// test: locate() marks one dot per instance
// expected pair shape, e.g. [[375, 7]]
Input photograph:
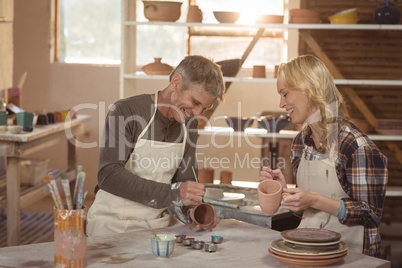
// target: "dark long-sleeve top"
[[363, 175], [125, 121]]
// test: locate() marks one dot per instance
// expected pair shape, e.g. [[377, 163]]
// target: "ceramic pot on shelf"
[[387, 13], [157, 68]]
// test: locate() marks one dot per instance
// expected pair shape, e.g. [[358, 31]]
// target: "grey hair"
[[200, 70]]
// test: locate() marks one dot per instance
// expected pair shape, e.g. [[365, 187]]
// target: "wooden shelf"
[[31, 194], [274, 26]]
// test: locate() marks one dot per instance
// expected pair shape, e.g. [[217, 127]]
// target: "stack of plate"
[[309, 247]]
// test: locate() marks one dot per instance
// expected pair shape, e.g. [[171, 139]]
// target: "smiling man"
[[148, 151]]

--------------------

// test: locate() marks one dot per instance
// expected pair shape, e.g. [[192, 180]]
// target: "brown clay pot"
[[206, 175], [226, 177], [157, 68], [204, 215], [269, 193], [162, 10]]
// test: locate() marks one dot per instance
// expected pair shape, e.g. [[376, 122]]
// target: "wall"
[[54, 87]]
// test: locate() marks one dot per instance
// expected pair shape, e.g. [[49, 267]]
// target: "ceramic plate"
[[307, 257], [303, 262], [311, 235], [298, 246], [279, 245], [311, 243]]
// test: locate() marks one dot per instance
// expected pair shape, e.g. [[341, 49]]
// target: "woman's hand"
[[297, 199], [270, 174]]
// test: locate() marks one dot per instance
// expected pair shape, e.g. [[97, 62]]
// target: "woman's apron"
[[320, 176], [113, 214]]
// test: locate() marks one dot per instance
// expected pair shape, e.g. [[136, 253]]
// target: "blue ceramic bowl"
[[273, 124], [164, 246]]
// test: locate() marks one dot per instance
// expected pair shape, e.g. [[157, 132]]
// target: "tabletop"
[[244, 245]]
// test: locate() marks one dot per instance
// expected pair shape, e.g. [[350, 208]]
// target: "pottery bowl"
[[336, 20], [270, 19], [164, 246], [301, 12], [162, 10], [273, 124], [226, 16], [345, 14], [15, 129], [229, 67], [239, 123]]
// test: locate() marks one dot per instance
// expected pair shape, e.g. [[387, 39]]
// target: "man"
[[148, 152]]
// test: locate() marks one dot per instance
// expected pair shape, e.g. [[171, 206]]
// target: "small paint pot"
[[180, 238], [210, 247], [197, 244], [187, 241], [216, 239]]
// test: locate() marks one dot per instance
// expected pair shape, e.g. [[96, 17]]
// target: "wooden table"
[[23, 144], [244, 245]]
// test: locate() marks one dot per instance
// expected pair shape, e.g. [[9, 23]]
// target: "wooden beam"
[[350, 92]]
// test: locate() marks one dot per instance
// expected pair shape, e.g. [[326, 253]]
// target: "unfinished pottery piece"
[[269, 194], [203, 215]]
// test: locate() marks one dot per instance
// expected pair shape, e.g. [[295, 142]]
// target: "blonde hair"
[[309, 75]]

--------------------

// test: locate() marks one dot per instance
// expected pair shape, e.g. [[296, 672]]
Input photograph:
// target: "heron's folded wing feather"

--------------------

■ GOAL: Filter the rows above and copy out every line that contains the string "ceramic". Case counts when matching.

■ FULL OUTPUT:
// target: "ceramic pot on shelf"
// target: "ceramic plate"
// target: "blue ceramic bowl"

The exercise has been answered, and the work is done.